Saved data entries:
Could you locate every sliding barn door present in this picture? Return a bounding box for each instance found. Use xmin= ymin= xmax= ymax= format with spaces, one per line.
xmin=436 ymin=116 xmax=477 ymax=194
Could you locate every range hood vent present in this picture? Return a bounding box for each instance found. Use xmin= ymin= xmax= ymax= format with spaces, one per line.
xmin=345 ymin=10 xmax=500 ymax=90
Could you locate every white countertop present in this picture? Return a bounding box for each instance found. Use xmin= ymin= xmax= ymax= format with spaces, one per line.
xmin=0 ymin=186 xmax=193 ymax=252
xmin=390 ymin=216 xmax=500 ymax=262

Work item: Restate each record word for word.

Problem solution:
Could you locate every sliding barn door present in this picture? Return a bounding box for each instance found. Use xmin= ymin= xmax= ymax= format with spaces, one per line.
xmin=436 ymin=116 xmax=477 ymax=194
Could you locate every range hood vent present in this picture? Return a bounding box for each instance found. Use xmin= ymin= xmax= ymax= format with spaces, one per line.
xmin=345 ymin=10 xmax=500 ymax=90
Could you locate every white countertop present in this picture? Return a bounding box for each instance found. Use xmin= ymin= xmax= ymax= format with spaces, one per line.
xmin=0 ymin=186 xmax=193 ymax=252
xmin=390 ymin=216 xmax=500 ymax=262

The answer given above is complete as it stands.